**DATASET:**
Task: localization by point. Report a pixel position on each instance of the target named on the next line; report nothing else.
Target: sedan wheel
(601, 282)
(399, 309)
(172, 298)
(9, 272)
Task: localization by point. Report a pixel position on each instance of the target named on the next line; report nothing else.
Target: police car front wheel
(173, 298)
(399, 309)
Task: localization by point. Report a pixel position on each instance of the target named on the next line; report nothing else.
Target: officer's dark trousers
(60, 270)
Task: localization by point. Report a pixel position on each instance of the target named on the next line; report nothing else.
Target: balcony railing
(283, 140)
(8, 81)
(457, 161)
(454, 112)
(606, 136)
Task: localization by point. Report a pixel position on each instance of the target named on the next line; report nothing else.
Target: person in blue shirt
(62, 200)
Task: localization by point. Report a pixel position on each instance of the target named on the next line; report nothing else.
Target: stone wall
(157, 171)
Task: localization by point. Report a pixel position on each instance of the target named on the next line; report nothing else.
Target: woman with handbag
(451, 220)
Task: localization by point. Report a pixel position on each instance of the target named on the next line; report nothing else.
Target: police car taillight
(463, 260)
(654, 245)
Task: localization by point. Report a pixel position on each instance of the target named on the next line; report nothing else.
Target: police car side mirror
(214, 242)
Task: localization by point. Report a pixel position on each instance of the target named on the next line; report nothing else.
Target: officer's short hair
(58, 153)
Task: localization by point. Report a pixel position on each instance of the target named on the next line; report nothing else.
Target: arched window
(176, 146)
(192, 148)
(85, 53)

**TASK BRIEF:** Your task is to copy every record exactly.

**ANSWER SECTION:**
Task: localization by point. Report a pixel position on each instance of the target named on the next line; report nothing else.
Target: sedan wheel
(601, 282)
(399, 309)
(172, 298)
(9, 272)
Task: localization by point. Report a pixel position on each instance of the target named on the next line; report nothing else.
Target: police car front wheel
(173, 298)
(399, 309)
Task: localization by point. Report a pixel position on each instance of the target named on the next line; report nothing else.
Target: officer's dark trousers
(60, 270)
Task: localization by point. Report a pixel position on each instance of the target named on the next line; report nothing else.
Target: balcony railing
(283, 140)
(8, 81)
(457, 161)
(454, 112)
(606, 136)
Task: localization by point. Report a pixel position on each instance of the target named on the next line; report nothing else.
Target: person in blue shirt
(62, 200)
Task: localization by point. Report a pixel position on each instance of the target named on the next line; report nothing else.
Target: stone wall
(157, 171)
Task: localization by point. Report a pixel position on each instance of the target named on the next line; report nothing else.
Target: woman with handbag
(451, 220)
Task: localization by point. Report a pixel position on each instance of the target named on the next line; report nothing else.
Target: police car taillight
(463, 260)
(654, 245)
Task: localization by point. Report a pixel position on each instance of the target named on the next line; report nothing else.
Target: police car side mirror
(214, 242)
Task: localization by point. Report a pixel position on each instance of the target named on the next line; report nothing else.
Target: officer's short hair
(58, 153)
Task: localization by point. Report a pixel position on each instance of the target named on the next line; report nothing else.
Target: arched window
(176, 146)
(192, 148)
(85, 53)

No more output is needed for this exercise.